» **Task instructions**:
- 1) According to the passage on human trafficking, in what year did TWC2 affiliate to the Global Alliance Against Traffic in Women?
- 2) Duplicate the passage on human trafficking from "TWC2 regards human" to "before other considerations.".
- 3) Pick up the passage on human trafficking after its final sentence and write what comes next.

» **Document segment**:
We do not think that the term trafficking should be used loosely to identify almost any exploited migrant worker as a ‘trafficking victim’; this does not help workers who do have the chance to seek justice in the face of labour exploitation and mistreatment, and it devalues the term ‘trafficking’, which needs to be tackled by specific legal and practical measures that deal with the conditions under which trafficked people live and work.

There are times when the difference between a trafficked person and an exploited migrant worker may seem slight: for example, in the case of a domestic worker who was misled about the pay and conditions she could expect to have once employed and who then finds herself trapped by debt, locked in an employer’s home every day, and paid little for long hours of labour. We might use the term ‘trafficking-like conditions’ to describe her position. Only when all three conditions set out above are present should a person be considered to have been trafficked.

TWC2 regards human trafficking as a crime that is extremely harmful to those who undergo it and believes that it is an evil that should be stamped out. However, we are against any approach that treats  trafficked people as criminals, even though they may have knowingly broken laws in the places to which they were trafficked(for example, by entering a country on a tourist visa and then overstaying): they do so under the power and control of others and should therefore not be blamed. It is our view that anti-trafficking initiatives should be victim-centred, putting the needs of trafficked people for respect, safety, recovery and long-term security against being re-trafficked before other considerations.

Situation in Singapore

TWC2 believes that trafficking takes place to and through Singapore. We have handled a small number of cases of people who came to us for help and who we believed to have been trafficked. Several were women who took jobs in bars and found themselves trapped by debts that their employers said they could pay off by ‘entertaining customers’. We have seen cases of men recruited under false pretences, taken on board boats and then forced to work as fishermen on the high seas. They came to our attention when their boats put into port in Singapore.

We are aware of other cases from a variety of sources, including media reports.

TWC2 first took part in an anti-trafficking initiative in 2006. We affiliated to the Global Alliance Against Traffic in Women in 2008. Early on, we identified the crucial weakness in Singapore’s official position on trafficking as being its non-recognition of the main forms of  human trafficking. The anti-trafficking clauses of the Penal Code and the Women’s Charter do not recognise the role that deception and non-physical coercion generally play in human trafficking, nor do they recognise that the consent often given by a trafficked person to parts of the trafficking process should not bar that person from being considered to have been trafficked – coercion, deception and the misuse of power can produce consent. We believed that it was vital for Singapore to recognise these factors in order for it to be able to implement an effective victim-centred anti-trafficking policy, which is why we have repeatedly stressed this point.

TWC2 welcomed the formation of the inter-agency anti-trafficking task force, co-chaired by the Ministry of Home Affairs and the Ministry of Manpower, that was set up in November 2010, and the fact that article 3a of the UN Anti-Trafficking Protocol was to be taken as the operational guideline for anti-trafficking work by official agencies in Singapore. However, it is our view that, at a very minimum, the definition of trafficking contained in clause 3 as a whole should be adopted into Singapore law, without which its terms cannot be implemented effectively. Better still, we think that Singapore should sign the Anti-Trafficking Protocol. This would prepare the ground for a concerted drive to counter trafficking to and through Singapore and for Singapore to have a strong voice in regional anti-trafficking efforts.

» **Extracted material**:
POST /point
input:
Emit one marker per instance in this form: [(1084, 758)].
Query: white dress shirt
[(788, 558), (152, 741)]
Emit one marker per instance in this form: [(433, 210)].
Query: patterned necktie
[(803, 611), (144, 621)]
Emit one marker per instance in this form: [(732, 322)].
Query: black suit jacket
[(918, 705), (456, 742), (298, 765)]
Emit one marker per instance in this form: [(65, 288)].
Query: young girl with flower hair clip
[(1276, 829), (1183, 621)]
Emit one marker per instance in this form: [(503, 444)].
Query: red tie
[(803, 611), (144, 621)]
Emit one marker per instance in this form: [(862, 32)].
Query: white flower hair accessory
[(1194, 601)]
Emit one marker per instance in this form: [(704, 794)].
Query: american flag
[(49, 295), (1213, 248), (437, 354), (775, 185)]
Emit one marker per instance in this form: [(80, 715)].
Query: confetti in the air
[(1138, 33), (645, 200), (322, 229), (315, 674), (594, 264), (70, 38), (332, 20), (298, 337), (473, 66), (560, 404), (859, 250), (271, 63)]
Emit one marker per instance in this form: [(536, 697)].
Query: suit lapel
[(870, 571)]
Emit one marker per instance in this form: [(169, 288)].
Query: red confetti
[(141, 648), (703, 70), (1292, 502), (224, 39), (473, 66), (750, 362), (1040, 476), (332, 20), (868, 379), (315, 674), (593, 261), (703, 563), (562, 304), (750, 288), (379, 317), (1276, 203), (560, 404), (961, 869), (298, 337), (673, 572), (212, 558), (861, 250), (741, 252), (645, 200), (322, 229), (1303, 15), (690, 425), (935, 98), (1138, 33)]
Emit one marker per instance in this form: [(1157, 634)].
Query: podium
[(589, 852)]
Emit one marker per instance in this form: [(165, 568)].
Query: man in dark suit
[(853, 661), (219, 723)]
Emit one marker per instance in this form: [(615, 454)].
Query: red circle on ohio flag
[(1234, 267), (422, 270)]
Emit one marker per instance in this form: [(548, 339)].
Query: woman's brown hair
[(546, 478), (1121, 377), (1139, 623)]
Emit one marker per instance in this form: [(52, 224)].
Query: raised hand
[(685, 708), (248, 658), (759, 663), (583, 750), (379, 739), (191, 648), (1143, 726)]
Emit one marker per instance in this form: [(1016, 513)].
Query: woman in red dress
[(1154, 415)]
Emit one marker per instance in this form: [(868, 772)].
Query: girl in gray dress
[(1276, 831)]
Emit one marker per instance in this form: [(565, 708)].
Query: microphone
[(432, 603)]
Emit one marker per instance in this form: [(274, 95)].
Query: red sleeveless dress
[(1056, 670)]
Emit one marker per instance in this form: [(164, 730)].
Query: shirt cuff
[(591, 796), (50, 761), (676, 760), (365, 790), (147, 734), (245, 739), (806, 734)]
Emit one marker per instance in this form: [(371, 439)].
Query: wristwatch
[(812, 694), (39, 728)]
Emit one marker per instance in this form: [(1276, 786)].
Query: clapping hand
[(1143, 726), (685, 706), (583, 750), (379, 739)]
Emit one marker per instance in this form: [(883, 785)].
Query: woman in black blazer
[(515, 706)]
--
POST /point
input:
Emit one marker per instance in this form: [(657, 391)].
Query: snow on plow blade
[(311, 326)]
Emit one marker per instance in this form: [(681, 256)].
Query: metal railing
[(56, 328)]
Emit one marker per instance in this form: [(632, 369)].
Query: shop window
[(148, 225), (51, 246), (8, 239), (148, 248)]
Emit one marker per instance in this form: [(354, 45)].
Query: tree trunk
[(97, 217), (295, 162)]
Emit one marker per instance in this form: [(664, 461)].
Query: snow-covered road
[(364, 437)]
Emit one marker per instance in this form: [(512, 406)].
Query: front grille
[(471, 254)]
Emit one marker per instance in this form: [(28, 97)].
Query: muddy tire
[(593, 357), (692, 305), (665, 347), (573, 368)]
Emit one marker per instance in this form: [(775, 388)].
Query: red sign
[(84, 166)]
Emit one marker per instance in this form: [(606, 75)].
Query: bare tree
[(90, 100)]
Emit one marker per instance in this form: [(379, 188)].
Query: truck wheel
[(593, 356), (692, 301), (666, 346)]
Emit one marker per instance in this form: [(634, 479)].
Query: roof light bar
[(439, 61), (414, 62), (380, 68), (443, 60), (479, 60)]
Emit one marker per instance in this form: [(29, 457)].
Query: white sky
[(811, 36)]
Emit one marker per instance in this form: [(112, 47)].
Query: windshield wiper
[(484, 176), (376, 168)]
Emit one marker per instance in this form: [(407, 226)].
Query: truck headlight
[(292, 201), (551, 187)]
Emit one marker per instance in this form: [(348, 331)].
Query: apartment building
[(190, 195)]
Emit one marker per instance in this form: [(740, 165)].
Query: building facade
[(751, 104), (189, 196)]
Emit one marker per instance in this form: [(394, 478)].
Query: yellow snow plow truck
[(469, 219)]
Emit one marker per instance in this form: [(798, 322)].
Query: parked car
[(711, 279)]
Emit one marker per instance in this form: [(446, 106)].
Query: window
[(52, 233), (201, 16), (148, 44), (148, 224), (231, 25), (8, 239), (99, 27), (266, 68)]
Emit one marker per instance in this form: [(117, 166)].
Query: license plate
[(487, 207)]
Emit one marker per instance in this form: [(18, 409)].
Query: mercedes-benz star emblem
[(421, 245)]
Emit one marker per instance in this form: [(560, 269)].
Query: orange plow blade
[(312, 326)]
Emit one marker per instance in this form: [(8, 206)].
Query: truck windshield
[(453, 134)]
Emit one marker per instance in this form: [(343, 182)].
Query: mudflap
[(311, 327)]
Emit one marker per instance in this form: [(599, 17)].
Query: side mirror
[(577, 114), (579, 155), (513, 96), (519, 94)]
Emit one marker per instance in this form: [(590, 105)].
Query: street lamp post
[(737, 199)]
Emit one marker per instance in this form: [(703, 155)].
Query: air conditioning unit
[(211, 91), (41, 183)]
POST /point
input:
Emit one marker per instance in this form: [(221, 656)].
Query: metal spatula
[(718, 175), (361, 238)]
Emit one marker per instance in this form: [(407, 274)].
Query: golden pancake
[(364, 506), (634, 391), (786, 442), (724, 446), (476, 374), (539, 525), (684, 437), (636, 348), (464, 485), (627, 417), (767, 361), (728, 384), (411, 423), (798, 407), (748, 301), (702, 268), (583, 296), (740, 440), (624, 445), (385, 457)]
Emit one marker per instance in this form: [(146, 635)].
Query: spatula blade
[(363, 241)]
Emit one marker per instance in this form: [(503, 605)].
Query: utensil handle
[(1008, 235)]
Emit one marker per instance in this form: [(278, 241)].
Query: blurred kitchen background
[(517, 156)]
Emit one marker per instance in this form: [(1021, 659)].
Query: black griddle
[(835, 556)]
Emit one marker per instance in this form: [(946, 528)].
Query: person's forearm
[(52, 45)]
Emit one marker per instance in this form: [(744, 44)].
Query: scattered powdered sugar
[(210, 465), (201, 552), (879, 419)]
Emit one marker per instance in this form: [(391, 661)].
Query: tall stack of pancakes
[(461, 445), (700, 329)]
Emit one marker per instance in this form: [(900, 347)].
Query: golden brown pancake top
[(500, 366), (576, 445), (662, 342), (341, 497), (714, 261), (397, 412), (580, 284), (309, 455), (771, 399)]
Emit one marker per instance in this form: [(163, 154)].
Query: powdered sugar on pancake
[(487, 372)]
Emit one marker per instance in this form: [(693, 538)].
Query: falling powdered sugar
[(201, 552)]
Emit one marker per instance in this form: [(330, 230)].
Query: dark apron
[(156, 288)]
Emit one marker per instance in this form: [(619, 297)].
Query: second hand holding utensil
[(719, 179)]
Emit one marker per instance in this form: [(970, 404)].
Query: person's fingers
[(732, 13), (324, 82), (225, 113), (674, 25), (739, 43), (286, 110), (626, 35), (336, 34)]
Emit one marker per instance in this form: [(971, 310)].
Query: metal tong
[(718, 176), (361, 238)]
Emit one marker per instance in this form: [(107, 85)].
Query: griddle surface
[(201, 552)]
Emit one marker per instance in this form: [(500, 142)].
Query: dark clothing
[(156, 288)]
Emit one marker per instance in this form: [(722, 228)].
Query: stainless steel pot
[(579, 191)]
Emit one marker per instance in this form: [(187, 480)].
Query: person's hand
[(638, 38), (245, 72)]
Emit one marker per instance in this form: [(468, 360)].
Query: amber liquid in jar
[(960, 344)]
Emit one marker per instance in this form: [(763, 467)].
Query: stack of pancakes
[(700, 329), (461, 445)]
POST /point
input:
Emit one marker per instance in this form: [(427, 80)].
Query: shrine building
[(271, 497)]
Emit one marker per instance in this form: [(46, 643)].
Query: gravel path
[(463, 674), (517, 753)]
--
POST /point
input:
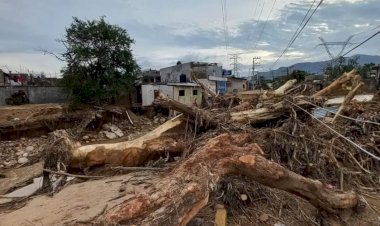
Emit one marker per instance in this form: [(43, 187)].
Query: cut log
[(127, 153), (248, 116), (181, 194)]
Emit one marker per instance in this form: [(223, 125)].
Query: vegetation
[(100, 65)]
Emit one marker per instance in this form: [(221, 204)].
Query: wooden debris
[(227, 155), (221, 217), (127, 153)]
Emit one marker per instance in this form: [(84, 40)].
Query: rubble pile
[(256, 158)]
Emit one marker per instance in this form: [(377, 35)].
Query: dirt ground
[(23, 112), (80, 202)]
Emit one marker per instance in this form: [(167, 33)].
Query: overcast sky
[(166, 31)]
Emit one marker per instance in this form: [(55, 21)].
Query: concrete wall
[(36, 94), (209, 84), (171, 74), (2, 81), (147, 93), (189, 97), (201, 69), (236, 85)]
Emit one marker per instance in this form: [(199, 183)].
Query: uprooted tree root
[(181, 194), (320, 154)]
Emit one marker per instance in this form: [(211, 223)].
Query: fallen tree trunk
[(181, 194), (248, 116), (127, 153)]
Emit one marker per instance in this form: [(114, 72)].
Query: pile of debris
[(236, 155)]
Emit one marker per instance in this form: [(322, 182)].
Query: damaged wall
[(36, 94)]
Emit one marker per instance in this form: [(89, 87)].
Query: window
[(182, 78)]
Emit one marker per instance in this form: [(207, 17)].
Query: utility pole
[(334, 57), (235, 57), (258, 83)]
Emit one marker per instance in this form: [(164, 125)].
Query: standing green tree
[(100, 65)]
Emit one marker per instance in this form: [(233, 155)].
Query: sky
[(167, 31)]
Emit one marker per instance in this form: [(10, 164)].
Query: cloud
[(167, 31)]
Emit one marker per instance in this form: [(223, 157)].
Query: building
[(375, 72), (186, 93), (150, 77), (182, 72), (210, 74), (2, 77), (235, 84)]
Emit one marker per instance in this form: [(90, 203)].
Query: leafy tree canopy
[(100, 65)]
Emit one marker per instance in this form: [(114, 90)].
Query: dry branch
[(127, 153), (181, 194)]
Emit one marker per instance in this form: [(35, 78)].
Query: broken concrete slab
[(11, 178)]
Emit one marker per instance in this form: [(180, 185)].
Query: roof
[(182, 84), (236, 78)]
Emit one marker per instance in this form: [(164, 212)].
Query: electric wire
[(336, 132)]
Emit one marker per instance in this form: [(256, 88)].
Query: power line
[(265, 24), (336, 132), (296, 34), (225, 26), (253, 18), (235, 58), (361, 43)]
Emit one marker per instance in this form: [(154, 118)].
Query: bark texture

» **Task responses**:
- 1) 2008

- 2)
TWC2 regards human trafficking as a crime that is extremely harmful to those who undergo it and believes that it is an evil that should be stamped out. However, we are against any approach that treats  trafficked people as criminals, even though they may have knowingly broken laws in the places to which they were trafficked(for example, by entering a country on a tourist visa and then overstaying): they do so under the power and control of others and should therefore not be blamed. It is our view that anti-trafficking initiatives should be victim-centred, putting the needs of trafficked people for respect, safety, recovery and long-term security against being re-trafficked before other considerations.

- 3)
We believe that people who are trafficked should be treated with consideration, given protection and assisted with counselling whether or not they are willing to assist the authorities in bringing to justice their traffickers and exploiters. While in Singapore, they should be housed in accommodation that is dedicated for the use of trafficked people and should have the support of counsellors who are trained in assisting those who have been trafficked.

UN Anti-Trafficking Protocol

The most widely accepted definition of trafficking is contained in Article 3 of the United Nations’ ‘Protocol to Prevent, Suppress and Punish Trafficking in Persons, especially Women and Children supplementing the United Nations Convention against Transnational Organized Crime’ (Hereafter, Anti-Trafficking Protocol). The red-highlighted words below are not covered by Singapore law as it stands.

Article 3

Use of terms

For the purposes of this Protocol:

(a) “Trafficking in persons” shall mean the recruitment,  transportation, transfer, harbouring or receipt of persons, by means of the  threat or use of force or other forms of coercion, of abduction, of fraud, of  deception, of the abuse of power or of a position of vulnerability or of the  giving or receiving of payments or benefits to achieve the consent of a  person having control over another person, for the purpose of exploitation.  Exploitation shall include, at a minimum, the exploitation of the  prostitution of others or other forms of sexual exploitation, forced labour or  services, slavery or practices similar to slavery, servitude or the removal of  organs;

(b)  The consent of a victim of trafficking in persons to the  intended exploitation set forth in subparagraph (a) of this article shall be  irrelevant where any of the means set forth in subparagraph (a) have been  used;

(c) The recruitment, transportation, transfer, harbouring or receipt of a child for the purpose of exploitation shall be considered “trafficking in persons” even if this does not involve any of the means set forth in subparagraph (a) of this article;

(d) “Child” shall mean any person under eighteen years of age.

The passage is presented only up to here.